Dataset excerpts

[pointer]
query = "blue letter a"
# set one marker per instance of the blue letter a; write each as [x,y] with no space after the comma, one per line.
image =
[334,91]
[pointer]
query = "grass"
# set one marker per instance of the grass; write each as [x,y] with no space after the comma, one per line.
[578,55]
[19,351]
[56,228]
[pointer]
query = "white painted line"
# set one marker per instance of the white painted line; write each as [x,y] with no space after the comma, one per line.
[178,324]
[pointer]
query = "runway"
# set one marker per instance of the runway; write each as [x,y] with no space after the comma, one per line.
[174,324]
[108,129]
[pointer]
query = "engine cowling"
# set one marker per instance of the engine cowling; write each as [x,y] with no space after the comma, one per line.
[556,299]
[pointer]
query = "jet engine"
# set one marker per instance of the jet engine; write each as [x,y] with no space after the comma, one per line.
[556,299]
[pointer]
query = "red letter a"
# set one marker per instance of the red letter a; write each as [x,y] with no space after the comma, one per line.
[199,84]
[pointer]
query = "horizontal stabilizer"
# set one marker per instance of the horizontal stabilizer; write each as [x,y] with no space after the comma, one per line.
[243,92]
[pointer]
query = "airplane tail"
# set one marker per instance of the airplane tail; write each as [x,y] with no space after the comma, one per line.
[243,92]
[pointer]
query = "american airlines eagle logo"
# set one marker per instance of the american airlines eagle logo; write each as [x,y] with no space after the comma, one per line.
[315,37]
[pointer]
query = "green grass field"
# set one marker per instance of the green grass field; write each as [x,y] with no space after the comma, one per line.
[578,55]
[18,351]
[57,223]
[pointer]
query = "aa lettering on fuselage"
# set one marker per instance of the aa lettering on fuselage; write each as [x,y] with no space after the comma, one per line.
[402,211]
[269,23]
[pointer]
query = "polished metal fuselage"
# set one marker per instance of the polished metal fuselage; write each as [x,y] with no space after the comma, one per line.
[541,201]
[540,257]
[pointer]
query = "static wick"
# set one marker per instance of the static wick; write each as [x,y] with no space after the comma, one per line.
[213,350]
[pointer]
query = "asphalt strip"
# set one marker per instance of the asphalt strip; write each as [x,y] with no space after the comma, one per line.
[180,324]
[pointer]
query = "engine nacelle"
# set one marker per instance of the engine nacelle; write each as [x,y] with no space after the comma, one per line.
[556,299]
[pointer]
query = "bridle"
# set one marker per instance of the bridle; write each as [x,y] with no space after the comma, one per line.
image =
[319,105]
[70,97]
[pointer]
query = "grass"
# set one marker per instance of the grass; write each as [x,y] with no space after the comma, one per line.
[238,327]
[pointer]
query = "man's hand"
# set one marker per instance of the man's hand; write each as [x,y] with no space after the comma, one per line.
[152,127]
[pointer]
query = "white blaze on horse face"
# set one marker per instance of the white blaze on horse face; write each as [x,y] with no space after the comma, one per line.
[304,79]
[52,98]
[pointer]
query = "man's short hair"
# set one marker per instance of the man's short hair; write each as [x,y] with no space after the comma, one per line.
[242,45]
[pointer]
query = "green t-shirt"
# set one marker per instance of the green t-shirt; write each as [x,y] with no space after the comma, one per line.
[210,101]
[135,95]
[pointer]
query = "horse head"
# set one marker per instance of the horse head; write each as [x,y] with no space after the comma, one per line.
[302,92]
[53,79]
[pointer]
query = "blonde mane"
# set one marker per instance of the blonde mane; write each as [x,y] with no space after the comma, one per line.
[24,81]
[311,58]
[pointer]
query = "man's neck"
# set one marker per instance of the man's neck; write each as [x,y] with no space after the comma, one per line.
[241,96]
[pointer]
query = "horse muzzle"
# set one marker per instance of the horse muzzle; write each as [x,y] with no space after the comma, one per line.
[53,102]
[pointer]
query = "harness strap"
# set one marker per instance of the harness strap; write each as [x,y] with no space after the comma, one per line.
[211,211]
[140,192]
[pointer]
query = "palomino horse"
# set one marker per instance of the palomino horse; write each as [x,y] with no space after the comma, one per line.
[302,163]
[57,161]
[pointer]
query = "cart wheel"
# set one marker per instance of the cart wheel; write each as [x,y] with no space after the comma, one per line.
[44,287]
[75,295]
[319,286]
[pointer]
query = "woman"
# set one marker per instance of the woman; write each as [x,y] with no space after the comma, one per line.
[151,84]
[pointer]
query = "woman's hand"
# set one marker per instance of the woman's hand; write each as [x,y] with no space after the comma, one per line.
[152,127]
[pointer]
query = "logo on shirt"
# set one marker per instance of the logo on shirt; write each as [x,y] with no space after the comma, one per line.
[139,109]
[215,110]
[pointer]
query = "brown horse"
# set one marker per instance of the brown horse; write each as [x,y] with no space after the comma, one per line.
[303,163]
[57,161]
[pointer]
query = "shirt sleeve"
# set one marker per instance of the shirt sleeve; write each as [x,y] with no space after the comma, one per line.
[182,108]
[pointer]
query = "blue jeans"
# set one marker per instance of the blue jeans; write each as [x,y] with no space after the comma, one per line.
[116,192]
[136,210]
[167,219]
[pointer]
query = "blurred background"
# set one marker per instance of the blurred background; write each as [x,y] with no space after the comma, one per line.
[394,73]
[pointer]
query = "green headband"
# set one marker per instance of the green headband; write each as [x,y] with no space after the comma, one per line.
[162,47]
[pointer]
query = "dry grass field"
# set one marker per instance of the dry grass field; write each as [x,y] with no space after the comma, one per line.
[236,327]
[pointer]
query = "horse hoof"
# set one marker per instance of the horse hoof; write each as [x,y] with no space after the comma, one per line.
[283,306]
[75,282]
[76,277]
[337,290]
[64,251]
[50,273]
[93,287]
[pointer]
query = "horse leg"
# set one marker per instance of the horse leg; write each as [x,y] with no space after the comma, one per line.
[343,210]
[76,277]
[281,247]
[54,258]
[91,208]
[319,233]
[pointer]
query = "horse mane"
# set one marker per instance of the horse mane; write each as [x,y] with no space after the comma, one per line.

Task directions
Print every entry exactly as it appears.

Exercise output
[pointer]
query = "blue letter a"
# set one marker per instance of the blue letter a; write each as [x,y] with no space after the comma, one per line.
image =
[334,91]
[pointer]
query = "grass"
# set one marker per instance of the grass; write each as [x,y] with no space after the comma, one per line.
[578,55]
[19,351]
[56,228]
[pointer]
query = "white painted line"
# set one marker per instance of the white painted line; write each as [x,y] with no space after the comma, one per line.
[178,324]
[pointer]
query = "runway"
# set one marker per instance of the runway; write each as [x,y] with no space after the comma, one per line.
[174,324]
[108,129]
[pointer]
query = "engine cowling"
# set one marker per instance of the engine cowling; write each as [x,y] with no space after the comma, one per line.
[556,299]
[pointer]
query = "jet engine"
# set one marker per instance of the jet engine; write each as [x,y] with no space after the comma, one per line.
[556,299]
[pointer]
query = "red letter a"
# set one marker per instance of the red letter a; write each as [x,y] with no space after the comma, one per line.
[199,84]
[pointer]
query = "horizontal stabilizer"
# set one marker per instance of the horizontal stabilizer; write each as [x,y] with no space after the comma, one per line.
[243,92]
[pointer]
query = "airplane tail"
# set one marker per instance of the airplane tail; write each as [x,y] with no space after the comma, one per line.
[243,92]
[pointer]
query = "american airlines eagle logo"
# set one marker per instance of the american airlines eagle logo; write each as [x,y] with no space after the comma, one per line.
[315,37]
[pointer]
query = "green grass field"
# set one marker per instance of the green grass field; write each as [x,y] with no space after the comma, one per line.
[578,55]
[18,351]
[57,223]
[pointer]
query = "aa lettering on fuselage"
# set one marker per instance of the aa lettering on fuselage; write each as [x,y] with no space after the comma, one per line.
[402,211]
[269,23]
[pointer]
query = "polished metal fuselage"
# set one marker per instance of the polished metal fuselage; write each as [x,y] with no space after the comma, one per line.
[541,201]
[540,257]
[pointer]
query = "static wick"
# set one marker per instance of the static wick; write each as [x,y] with no space after the comma, one per line.
[213,350]
[pointer]
query = "asphalt strip"
# set one marker per instance of the asphalt strip; write each as [x,y] with no space after the comma, one per line.
[180,324]
[pointer]
query = "engine nacelle"
# set one marker per instance of the engine nacelle; write each as [x,y] with no space after the comma, one per line.
[556,299]
[pointer]
query = "bridle"
# set one marker per instance of the bridle; write each as [x,y] with no space after the comma, one per line.
image =
[319,105]
[70,97]
[pointer]
query = "grass"
# set one marker per instance of the grass; write each as [x,y] with no space after the comma, one per line.
[238,327]
[pointer]
query = "man's hand"
# set one marker per instance of the man's hand; write each as [x,y] with no space after the comma, one per line.
[152,127]
[pointer]
query = "white blaze on horse face"
# set one marker per instance of the white blaze on horse face; write each as [x,y] with no space after the comma, one per line.
[304,79]
[52,98]
[pointer]
query = "man's short hair"
# set one marker per instance of the man's short hair; write each as [x,y] with no space after the comma, one per line.
[242,45]
[pointer]
query = "green t-shirt"
# set one marker per instance of the green t-shirt; write each as [x,y] with no space after the comma, one per line.
[210,101]
[135,95]
[pointer]
query = "horse head"
# set one marker per instance of the horse head; write each as [x,y] with no space after the comma, one per line.
[302,92]
[53,79]
[pointer]
query = "blonde mane"
# set one marker per instance of the blonde mane; write each as [x,y] with no space after the comma, one per line.
[24,81]
[311,58]
[pointer]
query = "man's neck"
# set one marker per instance of the man's neck; write each as [x,y] with no space after the comma, one per line.
[241,96]
[pointer]
query = "horse muzzle"
# set one marker per instance of the horse muzzle; write each as [x,y] with no space after the comma, one per line.
[53,102]
[pointer]
query = "harness strap"
# set one marker per instance of the harness strap; write each as [x,y] with no space after the comma, one per line.
[211,211]
[140,192]
[pointer]
query = "palomino horse"
# set one marker per instance of the palomino horse; write each as [x,y] with no space after the comma, one per line.
[302,163]
[57,161]
[pointer]
query = "cart wheel"
# set one marker per instance of the cart wheel; write each as [x,y] with no space after the comma, one per line.
[44,287]
[75,295]
[319,286]
[pointer]
query = "woman"
# set one marker per instance of the woman; write each as [x,y] with no space after the comma, one per line.
[151,84]
[pointer]
query = "woman's hand"
# set one marker per instance of the woman's hand; write each as [x,y] with no space after the comma, one per line.
[152,127]
[pointer]
query = "logo on shirt"
# set one marker per instance of the logo on shirt; write each as [x,y] with no space after the comma, one per line.
[139,109]
[215,110]
[pointer]
query = "brown horse"
# set one marker per instance of the brown horse; write each as [x,y] with no space after the comma, one per line.
[303,163]
[57,161]
[pointer]
query = "shirt sleeve"
# set one marker per instance of the shirt sleeve; write each as [x,y] with no space after the comma, one per line.
[182,108]
[pointer]
query = "blue jeans"
# set one marker per instance of the blue jeans; write each as [x,y] with no space after the comma, one per line.
[116,192]
[136,210]
[167,219]
[pointer]
query = "blurred background"
# set one marker per instance of the blurred background; write each as [x,y] with no space after the comma, one per line.
[394,73]
[pointer]
query = "green headband"
# set one marker per instance of the green headband; write each as [x,y] with no space after the comma, one per line.
[162,47]
[pointer]
query = "dry grass field"
# set one marker per instance of the dry grass field; write each as [x,y] with no space after the comma, one per line.
[236,327]
[pointer]
query = "horse hoof"
# set one marker per instance of the horse hoof; write each as [x,y] with no space after the comma, one per line.
[283,306]
[75,282]
[76,277]
[337,290]
[64,251]
[50,273]
[93,287]
[pointer]
query = "horse leg"
# set one marker per instance of the horse leg; write each as [x,y] with no space after the comma, one per line.
[343,210]
[76,277]
[281,247]
[54,258]
[91,208]
[319,233]
[pointer]
query = "horse mane"
# set one marker per instance of the horse mane; write each as [x,y] with no space after the comma, one per line.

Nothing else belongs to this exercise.